Photo-based point labeling data:

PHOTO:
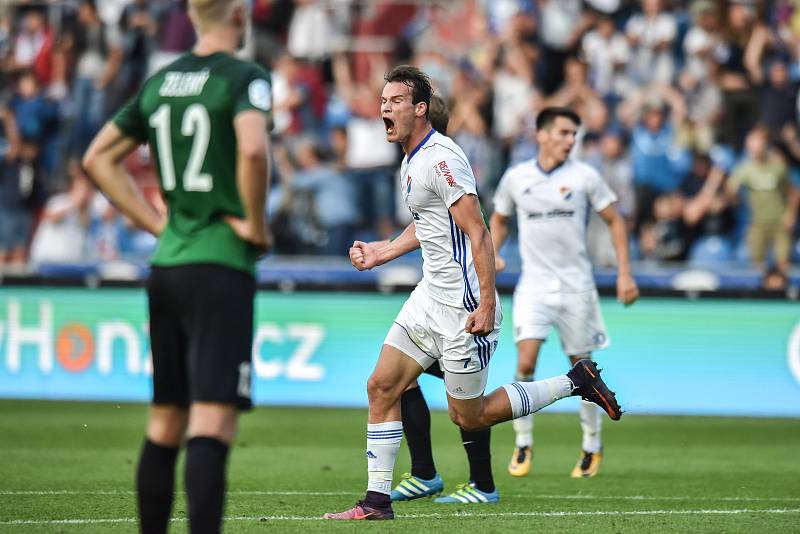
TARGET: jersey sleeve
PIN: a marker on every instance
(600, 194)
(130, 121)
(451, 178)
(254, 92)
(503, 200)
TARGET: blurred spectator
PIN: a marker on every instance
(310, 33)
(763, 175)
(651, 34)
(15, 216)
(562, 25)
(62, 235)
(658, 163)
(32, 47)
(707, 211)
(699, 41)
(737, 73)
(607, 53)
(614, 164)
(175, 35)
(778, 99)
(98, 55)
(36, 118)
(138, 25)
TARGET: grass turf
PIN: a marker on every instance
(68, 467)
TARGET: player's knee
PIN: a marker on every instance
(380, 389)
(467, 422)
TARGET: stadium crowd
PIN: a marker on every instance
(689, 109)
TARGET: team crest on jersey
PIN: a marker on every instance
(260, 94)
(443, 171)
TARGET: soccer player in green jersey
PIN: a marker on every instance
(205, 118)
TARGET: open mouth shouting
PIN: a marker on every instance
(389, 124)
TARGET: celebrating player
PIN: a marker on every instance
(424, 481)
(551, 195)
(453, 314)
(205, 118)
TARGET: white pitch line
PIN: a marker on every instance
(420, 516)
(346, 493)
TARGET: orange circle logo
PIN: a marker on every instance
(75, 347)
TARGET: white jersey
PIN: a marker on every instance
(552, 214)
(432, 177)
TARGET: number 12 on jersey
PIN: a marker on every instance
(196, 124)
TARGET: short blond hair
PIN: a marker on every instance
(206, 14)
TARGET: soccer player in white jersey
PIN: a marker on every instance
(551, 195)
(453, 314)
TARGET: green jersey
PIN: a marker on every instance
(185, 112)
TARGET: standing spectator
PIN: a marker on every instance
(651, 35)
(63, 233)
(607, 53)
(778, 99)
(563, 23)
(15, 217)
(739, 98)
(613, 162)
(763, 174)
(98, 55)
(138, 25)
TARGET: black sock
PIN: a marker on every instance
(478, 447)
(417, 429)
(205, 483)
(155, 481)
(376, 499)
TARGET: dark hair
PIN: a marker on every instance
(439, 114)
(417, 80)
(548, 115)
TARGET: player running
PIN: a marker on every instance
(424, 480)
(552, 195)
(453, 314)
(205, 118)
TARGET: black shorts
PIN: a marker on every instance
(201, 334)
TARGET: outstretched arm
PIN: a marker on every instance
(365, 256)
(467, 215)
(103, 162)
(499, 231)
(627, 292)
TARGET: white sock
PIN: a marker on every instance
(590, 424)
(529, 397)
(383, 442)
(523, 426)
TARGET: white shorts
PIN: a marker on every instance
(429, 331)
(576, 317)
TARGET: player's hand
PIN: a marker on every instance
(481, 321)
(627, 292)
(259, 237)
(363, 256)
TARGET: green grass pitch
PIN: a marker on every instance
(68, 467)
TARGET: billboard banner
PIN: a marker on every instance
(667, 356)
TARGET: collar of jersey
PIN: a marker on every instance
(551, 171)
(416, 148)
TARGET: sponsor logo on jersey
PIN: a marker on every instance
(183, 83)
(260, 94)
(556, 213)
(443, 171)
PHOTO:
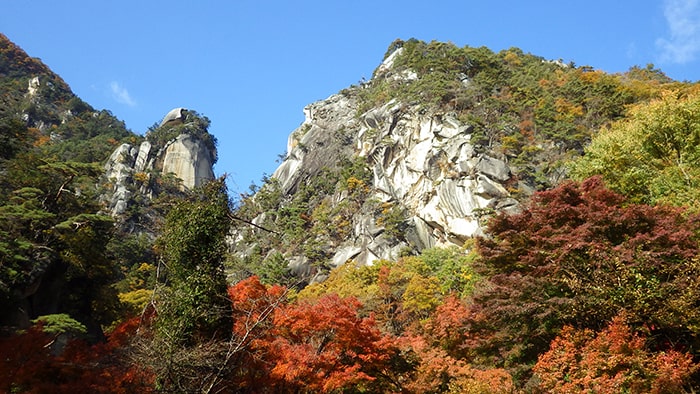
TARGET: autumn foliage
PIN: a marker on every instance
(579, 255)
(37, 362)
(614, 360)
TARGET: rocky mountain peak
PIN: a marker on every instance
(179, 150)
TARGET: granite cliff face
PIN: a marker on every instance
(427, 183)
(180, 148)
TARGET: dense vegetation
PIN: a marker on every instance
(593, 287)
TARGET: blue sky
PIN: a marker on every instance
(251, 66)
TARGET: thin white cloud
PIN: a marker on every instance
(683, 18)
(121, 95)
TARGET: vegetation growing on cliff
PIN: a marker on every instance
(592, 286)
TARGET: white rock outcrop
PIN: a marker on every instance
(186, 157)
(422, 162)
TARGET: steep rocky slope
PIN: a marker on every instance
(419, 156)
(179, 148)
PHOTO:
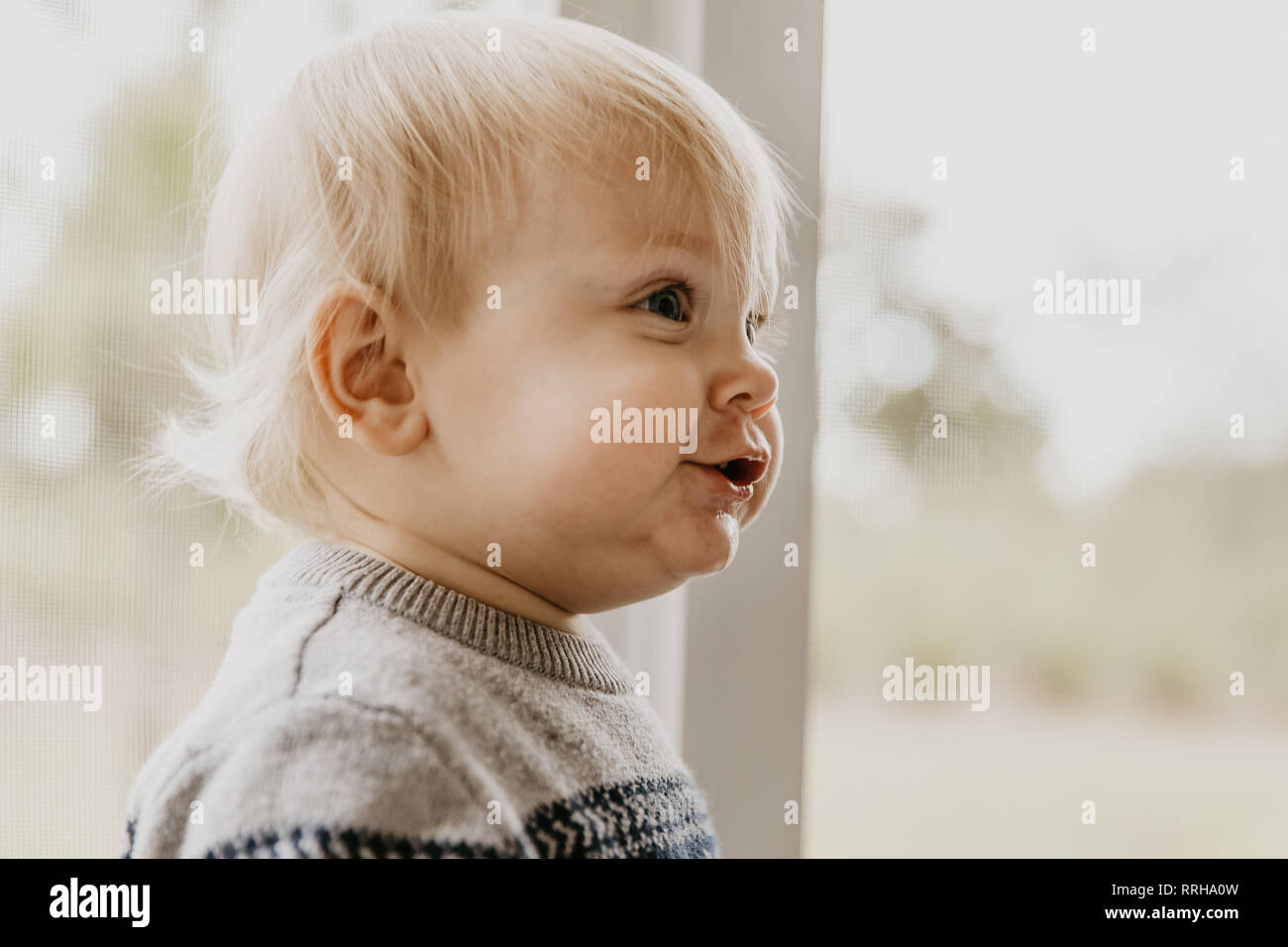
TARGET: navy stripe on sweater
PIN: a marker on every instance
(640, 818)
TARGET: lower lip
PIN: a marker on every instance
(719, 483)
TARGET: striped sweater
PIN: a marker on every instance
(362, 710)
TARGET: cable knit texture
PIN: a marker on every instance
(362, 710)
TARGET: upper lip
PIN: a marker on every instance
(748, 466)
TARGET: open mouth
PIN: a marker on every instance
(742, 472)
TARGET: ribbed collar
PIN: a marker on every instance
(572, 659)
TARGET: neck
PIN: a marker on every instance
(412, 553)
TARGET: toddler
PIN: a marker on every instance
(507, 368)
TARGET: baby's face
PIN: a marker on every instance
(524, 444)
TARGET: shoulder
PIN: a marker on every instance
(323, 777)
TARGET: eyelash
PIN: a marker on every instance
(756, 322)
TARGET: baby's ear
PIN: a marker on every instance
(359, 369)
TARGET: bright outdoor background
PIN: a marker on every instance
(1109, 684)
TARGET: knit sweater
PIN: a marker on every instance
(362, 710)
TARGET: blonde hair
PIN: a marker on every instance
(438, 127)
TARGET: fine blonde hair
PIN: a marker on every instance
(437, 118)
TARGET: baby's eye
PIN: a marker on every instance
(673, 307)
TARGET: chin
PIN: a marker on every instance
(709, 548)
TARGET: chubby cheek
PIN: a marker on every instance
(585, 484)
(772, 427)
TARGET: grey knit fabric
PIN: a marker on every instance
(362, 710)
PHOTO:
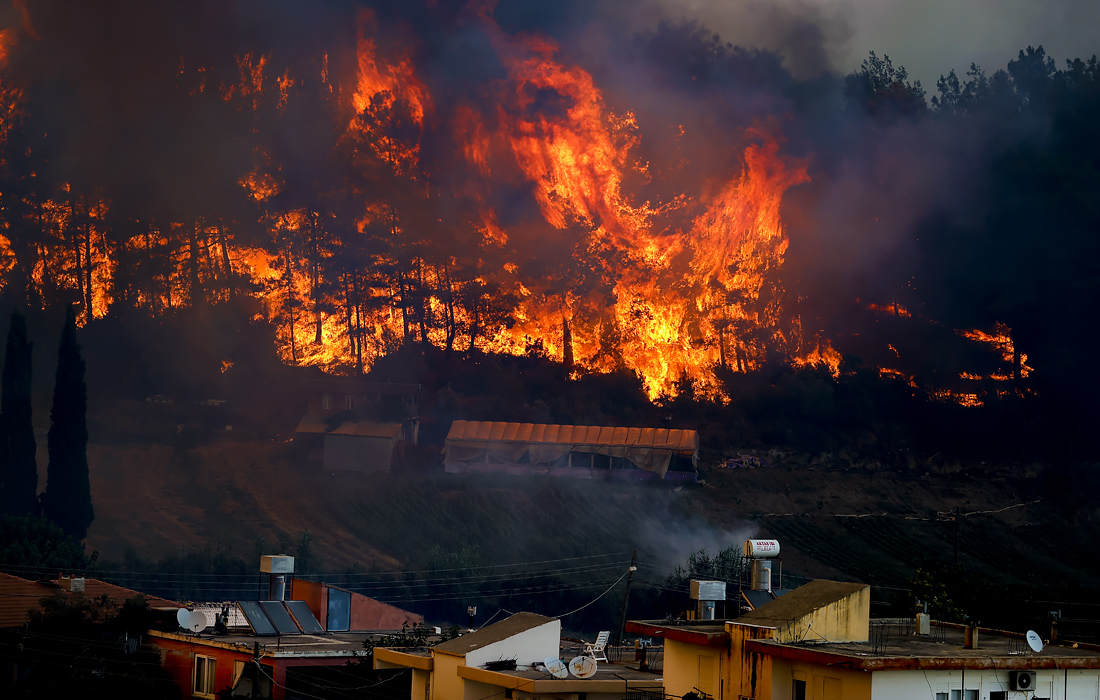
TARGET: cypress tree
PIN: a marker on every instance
(67, 500)
(19, 473)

## WHAT YOU HAVE TO DO
Retype the entries word for word. Omit any images.

## RESPONSE
PHOTO:
TARGET: jersey sleeve
PIN: a marker on every instance
(600, 194)
(130, 121)
(451, 178)
(254, 92)
(503, 200)
TARGET: blurred spectator
PIN: a marker on every instance
(310, 33)
(763, 175)
(651, 34)
(15, 216)
(562, 25)
(62, 235)
(658, 163)
(32, 47)
(707, 211)
(699, 41)
(737, 73)
(607, 53)
(614, 164)
(175, 35)
(778, 99)
(98, 55)
(36, 118)
(138, 25)
TARGET: grass turf
PIN: a marker on every instance
(68, 467)
TARGET: player's knee
PIN: a marker on every instance
(380, 389)
(467, 422)
TARGET: stadium crowd
PIN: a marker on every instance
(689, 109)
TARGET: team crest on jersey
PIN: a marker on every instance
(260, 94)
(443, 171)
TARGET: soccer player in green jersey
PIN: a marker on every instance
(205, 118)
TARGET: open mouth shouting
PIN: a marker on every instance
(389, 124)
TARGET: celebrating player
PIN: a marker on every instance
(424, 481)
(551, 195)
(453, 314)
(205, 118)
TARGET: white pitch line
PIN: a marker on every instance
(420, 516)
(346, 493)
TARGET: orange circle logo
PIN: a marker on every instance
(75, 347)
TARGET: white jersey
PIN: a marker on every instance
(552, 214)
(432, 177)
TARGET: number 12 on jersey
PIN: a marker on every instance
(196, 124)
TARGET: short blond hair
PIN: a marker on every instance
(206, 14)
TARGET: soccer player in white jersey
PIN: a marker on every instance
(551, 195)
(453, 314)
TARGET: green jersey
PIN: a marker on every instance
(185, 112)
TARGET: standing spectator
PIN: a marker on every instance
(651, 35)
(63, 233)
(607, 53)
(778, 99)
(563, 23)
(15, 217)
(739, 98)
(613, 162)
(763, 174)
(98, 55)
(138, 25)
TARGET: black sock
PIN: a marker on every instance
(478, 447)
(417, 429)
(205, 483)
(155, 481)
(376, 499)
TARGET: dark hair
PIN: a marker on every instance
(439, 114)
(417, 80)
(548, 115)
TARGET: player running
PIN: a marker on every instance
(424, 480)
(552, 195)
(453, 314)
(205, 118)
TARGET: black shorts
PIN: a marker on every instance
(201, 334)
TARGET: outstretched arm
PIN: a marker on every instance
(365, 256)
(467, 215)
(103, 162)
(499, 231)
(627, 292)
TARGET: white sock
PIN: a marker on every instance
(590, 424)
(529, 397)
(383, 442)
(523, 426)
TARGET: white shorts
PIN: a marker on every instance
(429, 331)
(576, 317)
TARGET: player's hand
PIN: a marker on every instance
(481, 321)
(627, 292)
(259, 237)
(363, 256)
TARGET: green grass pitch
PIN: a marker on every instance
(68, 467)
TARGET: billboard banner
PIN: a marker on every instance
(667, 356)
TARGET: collar of jersey
PIN: a marker on every instance
(551, 171)
(416, 148)
TARGET: sponsor logo on jersey
PIN: a marker on every instance
(183, 83)
(260, 94)
(556, 213)
(443, 171)
PHOTO:
TARGET: autumn foliage
PIN: a marker on every instance
(579, 255)
(37, 362)
(614, 360)
TARGET: rocky mountain peak
PIN: a marker on every instance
(179, 150)
TARGET: granite cliff face
PIN: a marker on every instance
(427, 183)
(180, 148)
TARGET: dense vegetation
PIN: a marker on every instance
(593, 287)
TARGET: blue sky
PIN: a marker on every instance
(251, 66)
TARGET: thin white cloud
PIN: a marker on every instance
(683, 18)
(121, 95)
TARGET: vegetation growing on cliff
PIN: a marker on every instance
(592, 286)
TARGET: white rock outcrop
PIN: a marker on every instance
(186, 157)
(422, 162)
TARGET: steep rocky slope
PIN: a marker on every instance
(419, 156)
(179, 148)
PHOTO:
TARGET: navy stripe on sweater
PIN: a marker on every instance
(640, 818)
TARGET: lower lip
PIN: a marker on every instance
(719, 483)
TARGET: striped sweater
PIN: a marker on every instance
(362, 710)
TARGET: cable knit texture
PIN: a marker on every instance
(362, 710)
TARGET: upper lip
PIN: a marker on every instance
(748, 466)
TARGET: open mouth
PIN: a marker on every instance
(742, 472)
TARGET: ribbed collar
PIN: a marker on every instance
(572, 659)
TARGET: neck
PIN: a marker on every instance
(412, 553)
TARGET: toddler
PIN: a marker on every instance
(507, 368)
TARGET: baby's face
PIN: a marker on every instance
(524, 444)
TARGET: shoulder
PIN: a marker on every instance
(323, 777)
TARGET: eyelash
PIN: a marker on every instance
(756, 322)
TARGET: baby's ear
PIN: a marker on every instance
(359, 369)
TARGET: bright outdoor background
PIN: a marker on every instance
(1109, 684)
TARGET: knit sweater
PIN: a marker on every instance
(362, 710)
TARGET: blonde hair
PIN: a marker on every instance
(438, 127)
TARGET: fine blonde hair
PIN: a marker on every instance
(437, 118)
TARGET: baby's eye
PIN: a marker on every instance
(673, 307)
TARGET: chin
PIN: a marker on every instance
(709, 548)
TARGET: chubby cheek
PIN: a marker on every instance
(585, 484)
(772, 427)
TARGET: grey knit fabric
PIN: a marker on every instance
(362, 710)
PHOTO:
TARGET: cypress tree
PIN: a marker on every instance
(67, 500)
(19, 473)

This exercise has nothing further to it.